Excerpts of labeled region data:
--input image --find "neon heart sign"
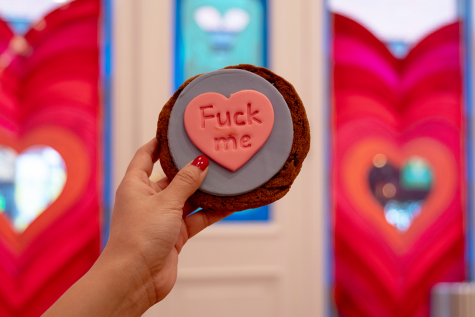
[0,145,66,232]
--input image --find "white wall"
[113,0,328,316]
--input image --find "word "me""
[214,135,251,151]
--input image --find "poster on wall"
[0,0,103,317]
[330,0,467,317]
[174,0,270,223]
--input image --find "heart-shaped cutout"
[368,153,433,231]
[0,145,66,232]
[184,90,274,172]
[341,138,457,253]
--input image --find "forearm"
[43,250,154,317]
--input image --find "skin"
[43,139,231,317]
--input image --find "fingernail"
[191,155,209,171]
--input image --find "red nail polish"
[191,155,209,171]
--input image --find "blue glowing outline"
[458,0,475,281]
[100,0,114,248]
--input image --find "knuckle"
[175,169,199,186]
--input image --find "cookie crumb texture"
[157,64,310,212]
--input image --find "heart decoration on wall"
[0,0,101,317]
[332,15,465,317]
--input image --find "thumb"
[162,155,209,208]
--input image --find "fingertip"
[191,155,209,172]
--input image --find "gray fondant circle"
[168,69,294,196]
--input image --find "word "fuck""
[200,103,262,129]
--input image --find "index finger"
[126,138,160,177]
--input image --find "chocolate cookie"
[157,65,310,211]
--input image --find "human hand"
[103,139,231,306]
[43,139,231,317]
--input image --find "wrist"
[93,246,156,316]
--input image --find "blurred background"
[0,0,475,317]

* _REQUIRED WORK_:
Update all of the material above so that "wall" becomes "door" everywhere, with nothing else altered. Leave the pictures out of your answer.

* _OUTPUT BELOW_:
--input image --find "neon heart sign"
[0,145,66,232]
--input image --find "white door"
[113,0,328,316]
--input image --find "word "me""
[214,135,251,151]
--input image --find "poster on door"
[0,0,103,317]
[330,0,467,317]
[174,0,270,223]
--input image --find "heart-shaped cutout"
[368,153,433,231]
[0,145,66,232]
[184,90,274,172]
[341,138,457,253]
--input image --find "forearm"
[43,250,154,317]
--input image --find "skin"
[43,139,231,317]
--input image --find "fingernail"
[191,155,209,171]
--input image --find "red nail polish"
[191,155,209,171]
--input image --find "blue glowing outline"
[458,0,475,281]
[100,0,114,248]
--input image --find "knuckle"
[175,169,199,186]
--input image --find "cookie crumb texture"
[157,64,310,212]
--input image --find "heart decoration on door"
[0,0,101,317]
[332,15,465,317]
--input image --find "thumb"
[162,155,209,208]
--input image --find "fingertip"
[191,155,209,172]
--input image --find "gray fondant circle"
[168,69,294,196]
--input image --find "word "fuck""
[200,103,262,129]
--input image --find "index finger"
[126,138,160,177]
--input image --find "chocolate cookie"
[157,65,310,211]
--input image --find "human hand"
[103,139,231,306]
[43,139,231,317]
--input image --find "wrist"
[93,246,156,316]
--input image --find "blurred background"
[0,0,475,317]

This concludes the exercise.